Region outline entries:
══════════

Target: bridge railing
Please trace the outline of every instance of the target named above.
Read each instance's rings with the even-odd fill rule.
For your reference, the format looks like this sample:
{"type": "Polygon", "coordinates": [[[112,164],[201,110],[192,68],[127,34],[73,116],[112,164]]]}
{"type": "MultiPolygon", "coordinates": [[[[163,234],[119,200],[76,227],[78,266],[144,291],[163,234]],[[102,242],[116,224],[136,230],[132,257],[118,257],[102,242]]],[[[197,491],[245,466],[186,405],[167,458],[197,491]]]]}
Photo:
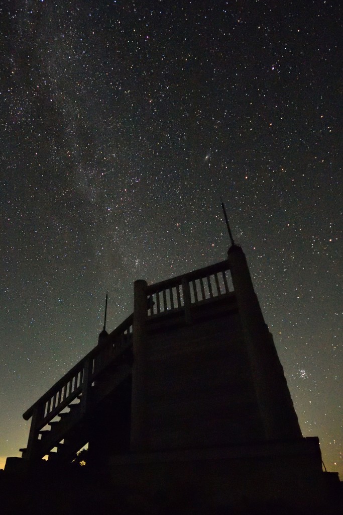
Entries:
{"type": "Polygon", "coordinates": [[[34,403],[23,415],[32,417],[25,457],[29,458],[40,430],[75,400],[85,412],[88,395],[101,372],[132,344],[131,315],[34,403]]]}
{"type": "Polygon", "coordinates": [[[148,286],[149,317],[185,309],[233,290],[227,261],[148,286]]]}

══════════

Copy every line of the entries above word for word, leaving out the picture.

_REPLY_.
Target: bridge railing
Please trace the outline of every instance of the target named above.
Read each instance's rings with the even-odd fill rule.
For your reference, the format looks like this sample:
{"type": "Polygon", "coordinates": [[[112,164],[201,110],[192,68],[127,34],[73,116],[112,164]]]}
{"type": "MultiPolygon", "coordinates": [[[[163,234],[119,200],[76,227],[78,266],[144,291],[163,234]],[[102,242],[116,224],[136,230],[132,257],[118,257],[102,242]]],[[[197,491],[245,466],[186,405],[167,458],[197,491]]]]}
Photo:
Entries:
{"type": "Polygon", "coordinates": [[[34,403],[23,415],[32,417],[25,457],[29,458],[40,430],[75,400],[85,412],[88,395],[101,372],[132,344],[131,315],[34,403]]]}
{"type": "Polygon", "coordinates": [[[148,286],[149,317],[185,309],[233,290],[227,261],[148,286]]]}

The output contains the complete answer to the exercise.